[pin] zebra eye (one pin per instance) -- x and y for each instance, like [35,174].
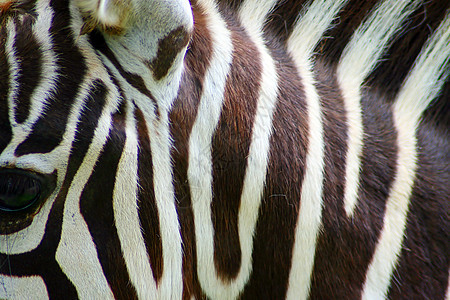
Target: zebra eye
[18,191]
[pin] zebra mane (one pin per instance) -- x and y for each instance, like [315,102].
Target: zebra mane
[224,149]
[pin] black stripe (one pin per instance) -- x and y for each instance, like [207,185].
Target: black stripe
[422,271]
[342,29]
[58,285]
[387,78]
[29,60]
[148,211]
[98,42]
[48,131]
[275,230]
[182,117]
[230,149]
[96,206]
[5,77]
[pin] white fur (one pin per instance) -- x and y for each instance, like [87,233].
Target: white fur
[258,155]
[422,86]
[170,285]
[29,238]
[126,216]
[307,33]
[200,160]
[359,58]
[140,43]
[76,243]
[18,288]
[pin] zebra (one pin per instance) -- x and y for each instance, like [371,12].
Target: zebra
[224,149]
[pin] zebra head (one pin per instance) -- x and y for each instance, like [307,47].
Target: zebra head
[276,149]
[65,67]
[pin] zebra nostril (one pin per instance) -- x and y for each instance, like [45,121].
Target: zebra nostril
[18,190]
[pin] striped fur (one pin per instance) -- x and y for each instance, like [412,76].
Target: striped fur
[226,149]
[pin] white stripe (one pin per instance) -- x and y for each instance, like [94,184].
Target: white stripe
[170,285]
[421,86]
[12,287]
[359,58]
[88,277]
[200,161]
[126,215]
[307,33]
[258,156]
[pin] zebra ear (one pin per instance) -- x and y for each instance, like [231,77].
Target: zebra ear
[109,15]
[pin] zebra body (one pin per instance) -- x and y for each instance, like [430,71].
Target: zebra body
[224,149]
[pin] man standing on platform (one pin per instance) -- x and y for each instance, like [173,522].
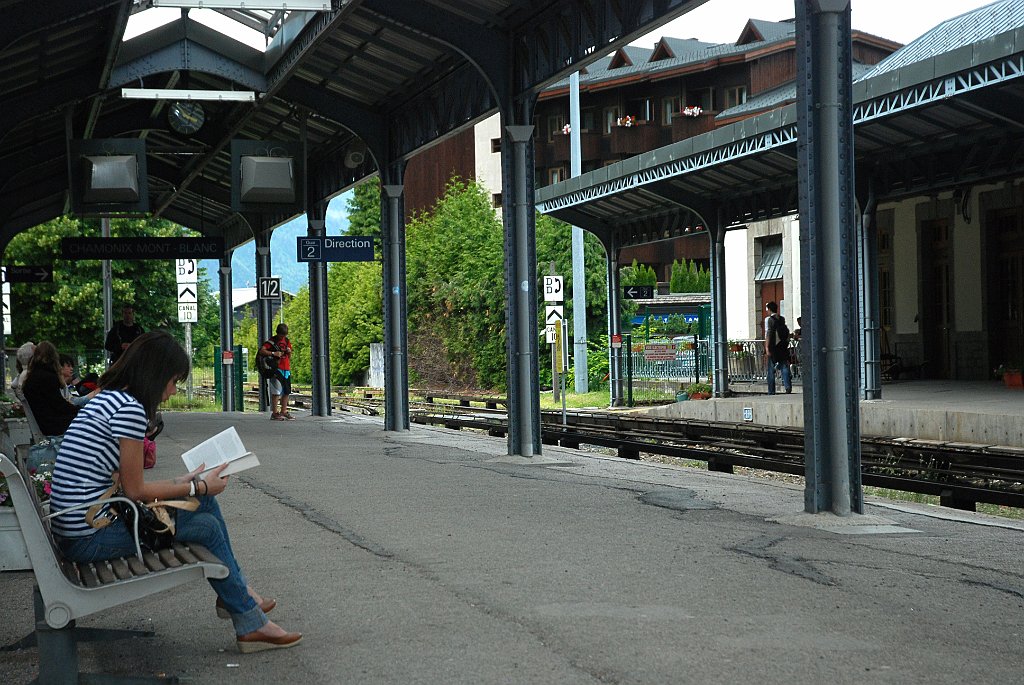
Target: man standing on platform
[776,348]
[123,333]
[280,386]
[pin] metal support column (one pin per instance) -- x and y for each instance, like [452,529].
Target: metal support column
[104,230]
[320,360]
[579,256]
[395,315]
[264,309]
[867,273]
[614,326]
[226,335]
[520,290]
[720,331]
[832,412]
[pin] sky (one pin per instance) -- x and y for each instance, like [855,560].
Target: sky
[722,20]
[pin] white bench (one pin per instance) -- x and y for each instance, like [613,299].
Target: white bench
[66,591]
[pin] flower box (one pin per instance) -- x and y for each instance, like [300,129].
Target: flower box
[13,553]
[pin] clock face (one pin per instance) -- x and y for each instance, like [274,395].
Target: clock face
[185,118]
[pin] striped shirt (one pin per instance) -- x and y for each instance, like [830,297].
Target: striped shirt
[90,454]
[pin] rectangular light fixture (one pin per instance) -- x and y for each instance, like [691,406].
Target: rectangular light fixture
[312,5]
[179,94]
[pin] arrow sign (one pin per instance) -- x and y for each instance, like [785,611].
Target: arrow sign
[185,270]
[638,292]
[30,273]
[186,293]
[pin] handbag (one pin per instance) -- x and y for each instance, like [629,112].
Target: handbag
[156,519]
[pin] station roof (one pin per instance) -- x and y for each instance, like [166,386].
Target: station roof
[381,78]
[940,113]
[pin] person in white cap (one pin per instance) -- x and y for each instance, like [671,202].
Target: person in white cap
[22,359]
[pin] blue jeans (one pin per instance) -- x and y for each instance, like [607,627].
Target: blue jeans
[205,526]
[770,373]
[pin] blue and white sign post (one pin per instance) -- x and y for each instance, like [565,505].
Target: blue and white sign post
[334,249]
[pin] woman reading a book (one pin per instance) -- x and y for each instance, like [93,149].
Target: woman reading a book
[105,439]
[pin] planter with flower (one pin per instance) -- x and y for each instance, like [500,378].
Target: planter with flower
[13,554]
[698,390]
[632,136]
[690,121]
[1011,375]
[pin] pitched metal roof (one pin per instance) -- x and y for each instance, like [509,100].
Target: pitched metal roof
[390,77]
[948,120]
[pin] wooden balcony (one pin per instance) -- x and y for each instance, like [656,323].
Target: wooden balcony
[629,140]
[686,127]
[590,146]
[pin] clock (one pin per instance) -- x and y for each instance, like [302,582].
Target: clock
[185,118]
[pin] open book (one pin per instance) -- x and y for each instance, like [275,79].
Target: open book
[224,447]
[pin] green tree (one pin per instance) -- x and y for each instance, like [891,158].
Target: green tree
[456,285]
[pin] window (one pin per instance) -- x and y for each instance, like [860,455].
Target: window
[610,115]
[701,97]
[670,106]
[589,119]
[771,259]
[555,124]
[734,96]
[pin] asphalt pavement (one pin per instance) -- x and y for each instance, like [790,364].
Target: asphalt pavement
[425,557]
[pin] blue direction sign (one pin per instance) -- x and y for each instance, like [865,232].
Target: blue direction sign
[335,249]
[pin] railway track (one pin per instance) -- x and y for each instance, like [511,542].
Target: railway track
[960,474]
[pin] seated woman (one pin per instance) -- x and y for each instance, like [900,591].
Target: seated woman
[43,389]
[107,438]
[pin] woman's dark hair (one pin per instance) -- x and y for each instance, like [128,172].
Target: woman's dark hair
[145,368]
[45,356]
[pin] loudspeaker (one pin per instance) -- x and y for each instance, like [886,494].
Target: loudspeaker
[110,178]
[267,179]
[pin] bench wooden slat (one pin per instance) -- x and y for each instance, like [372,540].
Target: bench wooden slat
[182,552]
[120,568]
[167,556]
[103,572]
[88,575]
[136,566]
[153,562]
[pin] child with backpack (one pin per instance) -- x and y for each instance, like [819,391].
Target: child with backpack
[776,348]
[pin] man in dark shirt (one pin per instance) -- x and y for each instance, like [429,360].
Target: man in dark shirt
[119,337]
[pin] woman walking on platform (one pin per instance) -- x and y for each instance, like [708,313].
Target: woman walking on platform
[105,439]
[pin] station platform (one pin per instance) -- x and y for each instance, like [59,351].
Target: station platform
[970,412]
[429,556]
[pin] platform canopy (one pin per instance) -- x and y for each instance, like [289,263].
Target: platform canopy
[940,114]
[366,82]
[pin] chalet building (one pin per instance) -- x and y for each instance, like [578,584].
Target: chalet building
[639,99]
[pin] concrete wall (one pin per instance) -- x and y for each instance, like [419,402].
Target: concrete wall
[488,164]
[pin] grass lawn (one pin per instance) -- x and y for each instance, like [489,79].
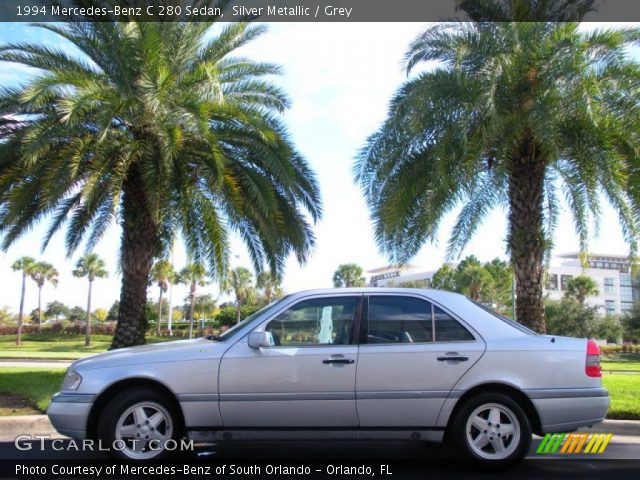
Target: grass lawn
[624,394]
[621,361]
[34,385]
[57,346]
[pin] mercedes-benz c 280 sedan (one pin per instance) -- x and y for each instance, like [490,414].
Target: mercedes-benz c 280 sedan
[342,364]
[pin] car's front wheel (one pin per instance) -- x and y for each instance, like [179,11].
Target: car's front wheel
[492,429]
[138,423]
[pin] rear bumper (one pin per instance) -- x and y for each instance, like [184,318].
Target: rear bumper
[68,413]
[565,410]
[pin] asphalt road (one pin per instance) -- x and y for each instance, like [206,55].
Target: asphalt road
[403,460]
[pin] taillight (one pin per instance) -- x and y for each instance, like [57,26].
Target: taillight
[592,367]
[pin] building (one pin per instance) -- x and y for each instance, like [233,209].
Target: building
[393,275]
[617,288]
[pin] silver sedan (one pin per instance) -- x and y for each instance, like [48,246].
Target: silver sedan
[342,364]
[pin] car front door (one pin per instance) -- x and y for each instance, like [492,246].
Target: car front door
[411,355]
[306,378]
○ ○ ○ ○ ○
→ EXERCISE:
Give back, word for word, the lines from the one with "Target: taillight" through the last line of the entries, both included, and no other line.

→ REPLY:
Target: taillight
[592,367]
[pin] building (one pin per instance) -- x and y for each instance, like [233,209].
Target: building
[393,275]
[617,288]
[pin] silver sedan (one pin per instance) -- x and y for each instance, like [48,246].
Target: silver sedan
[342,364]
[pin] car front door (one pin per instance) -- x and y for each instance, like [492,246].
Target: car front door
[411,355]
[306,378]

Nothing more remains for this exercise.